------ Extrait choisi ------

Le 26 septembre 2000, le Brésil perdait l'un de ses plus illustres ambassadeurs musicaux, le guitariste Baden Powell de Aquino. Vingt ans plus tard, son fils, lui-même musicien, évoque son père : ses racines afro-brésiliennes, ses grands partenaires musicaux, son rapport au travail et à son instrument, son choix de la France.

Article rédigé par Annie Yanbekian
France Télévisions - Rédaction Culture
Publié
Temps de lecture : 22min
Baden Powell vers 1980 à Rome (MARCELLO MENCARINI / MARCELLO MENCARINI / AFP)

Le pianiste et compositeur Philippe Baden Powell, 42 ans, est le fils aîné de Baden Powell, né en France où le musicien brésilien a vécu trente ans. À l'occasion du vingtième anniversaire de la disparition du légendaire guitariste (voir notre hommage en musique), nous avons évoqué avec lui quelques thèmes relatifs à la vie et au parcours artistique de son père. Voici son témoignage.

Racines musicales afro-brésiliennes

"Ça fait partie de notre culture familiale. Nous sommes descendants de Noirs africains, d'Indiens du Brésil, de Portugais, mais la culture la plus présente chez nous est la culture africaine. Elle passe par la musique, la religion, des coutumes, des folklores... C'était déjà présent en Baden au moment où il composait. Tous les élements qui constituent la culture de mon père, sa formation, ressortent à travers une expression rythmiquement et mélodiquement africaine.

Le grand-père de Baden [Vicente Thomas de Aquino, ndlr], là où commence notre famille, était un fils d'esclave né de la Loi du ventre libre [loi de 1871 qui libérait tous les enfants nés de parents esclaves]. Il est devenu musicien [il a fondé un orchestre constitué uniquement d'esclaves]. Les esclaves musiciens étaient des hommes libres, du fait de la musique, comme le rappelle le film Twelve Years a Slave. Mon arrière-grand-père était aussi un abolitionniste, un fervent militant pour les droits des Noirs au Brésil. Le Brésil est le dernier pays à avoir aboli l'esclavage en 1888. Dans notre famille, la musique, qui nous avait permis d'être libres et d'accéder à des connaissances et à d'autres milieux sociaux, est quelque chose de très important. Même sans devenir professionnels, 80% des membres de ma famille sont musiciens."

------ Données enregistrées ------

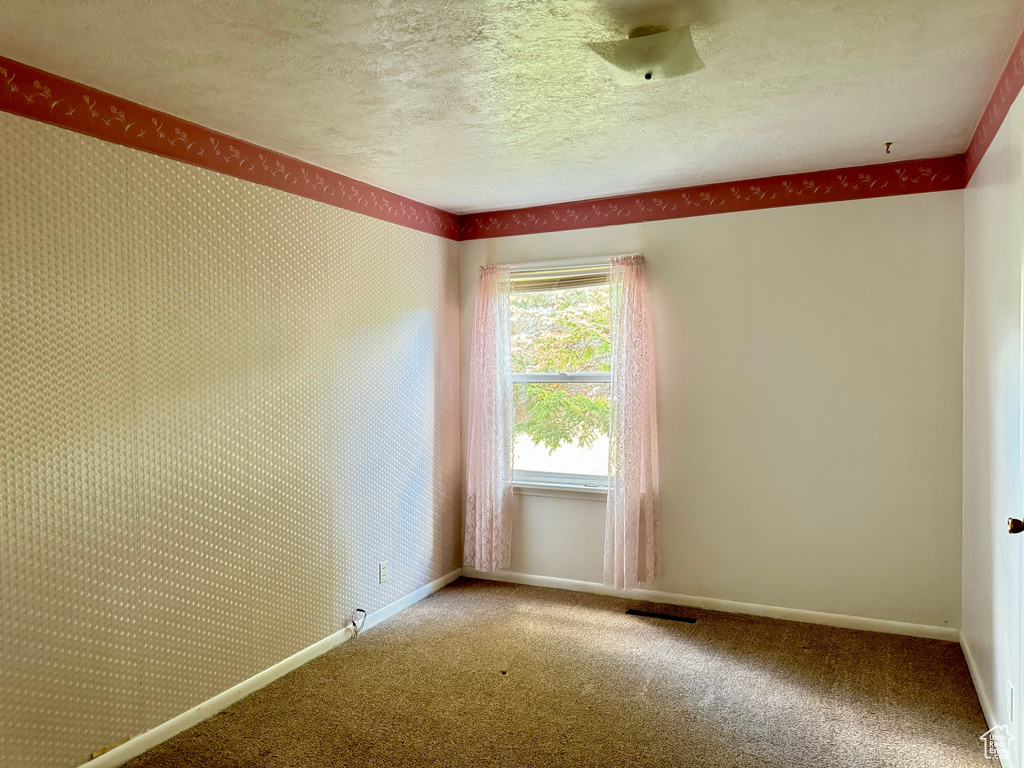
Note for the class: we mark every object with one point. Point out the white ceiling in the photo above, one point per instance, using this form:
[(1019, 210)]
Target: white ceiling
[(499, 103)]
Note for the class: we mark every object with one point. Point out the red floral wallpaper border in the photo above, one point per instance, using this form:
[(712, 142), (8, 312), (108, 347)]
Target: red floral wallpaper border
[(911, 177), (1007, 88), (34, 93)]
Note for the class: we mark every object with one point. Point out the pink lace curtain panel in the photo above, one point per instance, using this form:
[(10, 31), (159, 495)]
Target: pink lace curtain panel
[(488, 472), (632, 536)]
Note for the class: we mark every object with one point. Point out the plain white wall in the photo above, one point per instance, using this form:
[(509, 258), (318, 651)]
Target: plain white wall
[(809, 379), (992, 577)]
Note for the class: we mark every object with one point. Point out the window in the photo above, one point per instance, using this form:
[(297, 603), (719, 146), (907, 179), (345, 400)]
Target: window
[(561, 378)]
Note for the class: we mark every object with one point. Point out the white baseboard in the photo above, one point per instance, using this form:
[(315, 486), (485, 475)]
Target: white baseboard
[(727, 606), (979, 686), (136, 745)]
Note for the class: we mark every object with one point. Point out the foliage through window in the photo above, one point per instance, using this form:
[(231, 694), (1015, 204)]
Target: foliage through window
[(561, 374)]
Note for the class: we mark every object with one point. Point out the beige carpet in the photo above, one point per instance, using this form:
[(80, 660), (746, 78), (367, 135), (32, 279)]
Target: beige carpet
[(485, 674)]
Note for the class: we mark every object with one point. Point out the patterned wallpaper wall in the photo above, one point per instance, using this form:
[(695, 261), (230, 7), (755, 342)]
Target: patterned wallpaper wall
[(220, 407)]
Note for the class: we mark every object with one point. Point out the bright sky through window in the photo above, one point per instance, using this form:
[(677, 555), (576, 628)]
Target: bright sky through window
[(561, 365)]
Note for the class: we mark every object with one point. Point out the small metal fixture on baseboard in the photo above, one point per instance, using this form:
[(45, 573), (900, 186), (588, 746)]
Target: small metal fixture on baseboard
[(666, 616)]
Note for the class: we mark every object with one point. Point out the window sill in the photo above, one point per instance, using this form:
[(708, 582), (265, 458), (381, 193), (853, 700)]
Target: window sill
[(560, 491)]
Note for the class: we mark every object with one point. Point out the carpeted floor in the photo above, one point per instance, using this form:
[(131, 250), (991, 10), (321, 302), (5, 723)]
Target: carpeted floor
[(486, 674)]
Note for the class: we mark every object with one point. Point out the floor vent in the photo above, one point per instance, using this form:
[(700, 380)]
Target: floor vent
[(666, 616)]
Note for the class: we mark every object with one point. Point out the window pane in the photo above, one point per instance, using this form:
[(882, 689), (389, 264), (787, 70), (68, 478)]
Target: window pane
[(563, 331), (561, 428)]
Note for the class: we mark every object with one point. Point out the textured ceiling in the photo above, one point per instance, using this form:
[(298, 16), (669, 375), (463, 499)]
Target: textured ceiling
[(479, 105)]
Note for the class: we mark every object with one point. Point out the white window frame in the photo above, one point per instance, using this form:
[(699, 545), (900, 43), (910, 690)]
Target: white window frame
[(524, 478)]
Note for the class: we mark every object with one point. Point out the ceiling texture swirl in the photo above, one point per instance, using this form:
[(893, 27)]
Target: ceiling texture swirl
[(472, 105)]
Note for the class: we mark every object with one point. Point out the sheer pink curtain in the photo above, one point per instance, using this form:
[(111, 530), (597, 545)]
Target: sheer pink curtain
[(488, 473), (632, 536)]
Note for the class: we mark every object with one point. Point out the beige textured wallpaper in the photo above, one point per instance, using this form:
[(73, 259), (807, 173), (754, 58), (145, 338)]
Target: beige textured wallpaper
[(220, 407)]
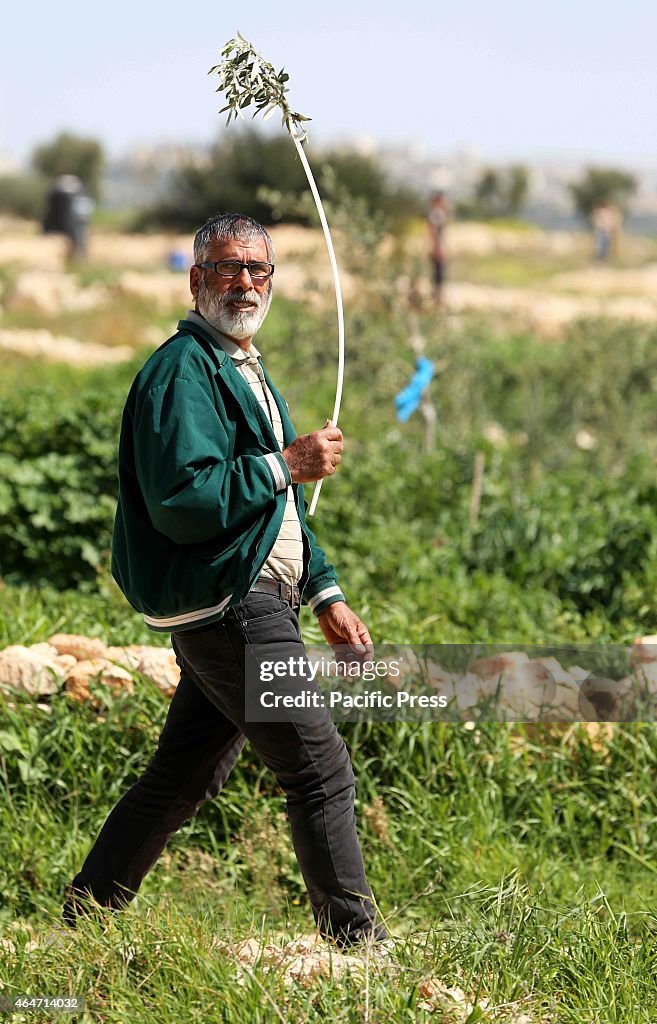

------

Exercice proposé A =
D'après l'extrait, en quelle année le Brésil a-t-il aboli l'esclavage ?
Exercice proposé B =
Recopiez le passage de l'extrait qui commence par « Le 26 septembre » et se poursuit jusqu'à « de la France. », en changeant « guitariste » en « compositeur ».
Exercice proposé C =
Les affirmations suivantes s'accordent-elles avec l'extrait ? Répondez par oui ou par non et citez les mots de l'extrait qui tranchent.
(i) Le grand-père de Baden était un fils d'esclave.
(ii) Selon Philippe, la culture la plus présente dans sa famille est la culture portugaise.
(iii) Moins de la moitié des membres de la famille de Philippe sont musiciens.

Corrigé A =
En 1888.

Corrigé B =
Le 26 septembre 2000, le Brésil perdait l'un de ses plus illustres ambassadeurs musicaux, le compositeur Baden Powell de Aquino. Vingt ans plus tard, son fils, lui-même musicien, évoque son père : ses racines afro-brésiliennes, ses grands partenaires musicaux, son rapport au travail et à son instrument, son choix de la France.

Corrigé C =
(i) Oui : « était un fils d'esclave né de la Loi du ventre libre ».
(ii) Non : « la culture la plus présente chez nous est la culture africaine ».
(iii) Non : « 80% des membres de ma famille sont musiciens ».